* _PASSAGE PROVIDED_
Medical Errors: A Secret, Growing Menace

medical-malpracticeAccording to a Columbia University/Hearst investigative study, more Americans die each month of preventable medical injuries than died in the the terrorist attacks of 9/11. Another study by the Houston Chronicle estimated 98,000 die each year from preventable medical errors and nearly 100,000 more contract serious infections during a hospital stay.

What’s even more frightening is that earlier studies and calls by physicians themselves for improvement in patient safety and a nationwide system to track hospital errors, have apparently gone unheeded. Hospitals have been slow to institute changes and the health care lobby has fought tooth and toenail against a national registry for medical errors.

Part of the problem is the veil of secrecy that surrounds the medical community. Currently only 20 states require some level of reporting of hospital-acquired infections or medical errors.

There are lots of horror stories out there: a 20 year old loses his legs following routine gallbladder surgery after surgeons nicked a large artery, doctors perform a cervical diskectomy instead of the needed lumbar surgery, a 44 year old man dies of cardiac arrest after going to the ER complaining of groin swelling and is operated on for a non-existent hernia by a physician’s assistant without consulting a surgeon…and the list goes on and on. But who is listening to these tragic stories?

Most changes in the laws have only come about by patients becoming activists after enduring a preventable medical error. Several states recently enacted medical error reporting after pressure from activists like Michelle Hereford whose husband died of sepsis which went undiagnosed. With public reporting, patients and regulators are beginning to prod health care providers to adopt procedures to ensure preventable medical mistakes never happen. Reporting is the first step, adopting preventative measures is more important. Even some insurers are putting pressure by refusing to pay hospitals for their medical mistakes. A study in Maryland alone showed insurers paid over $522 million in one year for preventable complications during hospital stays. Hitting the providers in the pocket book may be the most effective way of improving performance.

The patient safety movement is growing but is far from being implemented nationwide. 30 more states must address this problem with legislation and regulations for reporting or there will be more tragic stories of innocent victims of medical malpractice.

* _TASK PROMPT_
Can you copy, word for word, the part of the medical errors article between "Part of the" and "these tragic stories?", inclusive?

* _DATA EXTRACTS_
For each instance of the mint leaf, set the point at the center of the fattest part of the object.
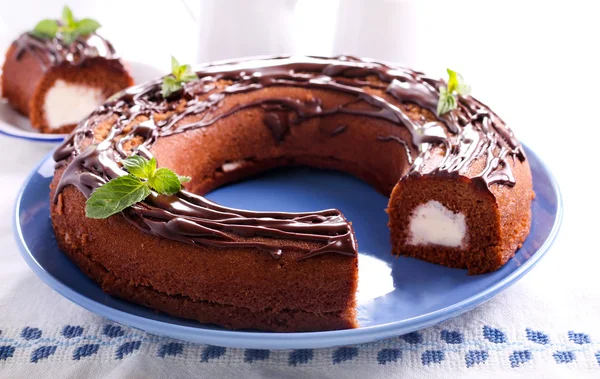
(115, 196)
(456, 86)
(452, 80)
(446, 103)
(139, 166)
(45, 29)
(68, 36)
(68, 17)
(165, 181)
(87, 26)
(170, 86)
(179, 74)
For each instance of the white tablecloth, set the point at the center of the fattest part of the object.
(537, 65)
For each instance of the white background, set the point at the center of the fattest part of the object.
(535, 63)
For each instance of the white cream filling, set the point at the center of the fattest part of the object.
(68, 103)
(433, 224)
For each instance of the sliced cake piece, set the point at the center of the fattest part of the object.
(60, 72)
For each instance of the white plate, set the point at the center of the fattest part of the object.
(14, 124)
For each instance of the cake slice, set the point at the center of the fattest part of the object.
(60, 72)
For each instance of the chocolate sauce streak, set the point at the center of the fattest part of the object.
(53, 52)
(465, 134)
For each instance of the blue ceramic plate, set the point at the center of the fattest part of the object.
(396, 295)
(13, 124)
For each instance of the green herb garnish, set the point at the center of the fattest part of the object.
(69, 29)
(179, 74)
(124, 191)
(456, 86)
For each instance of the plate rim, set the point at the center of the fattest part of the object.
(297, 340)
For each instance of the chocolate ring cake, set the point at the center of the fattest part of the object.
(459, 185)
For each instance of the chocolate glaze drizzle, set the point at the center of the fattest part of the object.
(465, 134)
(53, 52)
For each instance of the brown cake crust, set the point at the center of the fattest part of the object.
(245, 287)
(498, 217)
(26, 79)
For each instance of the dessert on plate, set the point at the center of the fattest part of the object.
(60, 72)
(127, 205)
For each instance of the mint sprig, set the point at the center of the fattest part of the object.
(124, 191)
(448, 95)
(179, 74)
(68, 30)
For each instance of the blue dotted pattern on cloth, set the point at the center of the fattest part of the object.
(85, 351)
(564, 356)
(253, 355)
(475, 357)
(125, 342)
(344, 354)
(388, 355)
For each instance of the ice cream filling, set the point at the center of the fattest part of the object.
(433, 224)
(68, 103)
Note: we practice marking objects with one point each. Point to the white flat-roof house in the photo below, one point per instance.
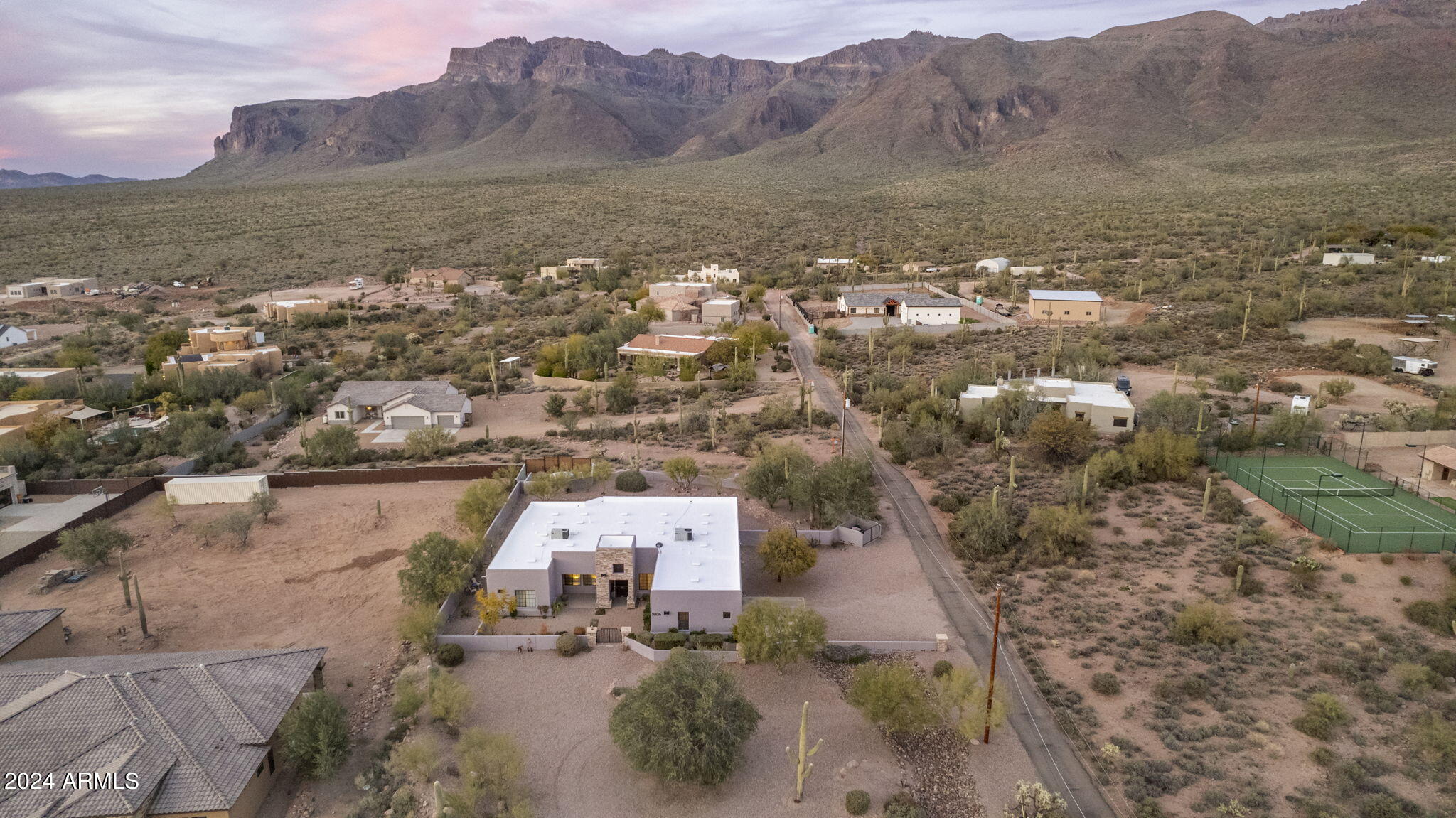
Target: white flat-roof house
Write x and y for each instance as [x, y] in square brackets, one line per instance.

* _RESULT_
Part of the problem is the veil of secrecy that surrounds the medical community. Currently only 20 states require some level of reporting of hospital-acquired infections or medical errors.

There are lots of horror stories out there: a 20 year old loses his legs following routine gallbladder surgery after surgeons nicked a large artery, doctors perform a cervical diskectomy instead of the needed lumbar surgery, a 44 year old man dies of cardiac arrest after going to the ER complaining of groin swelling and is operated on for a non-existent hernia by a physician’s assistant without consulting a surgeon…and the list goes on and on. But who is listening to these tragic stories?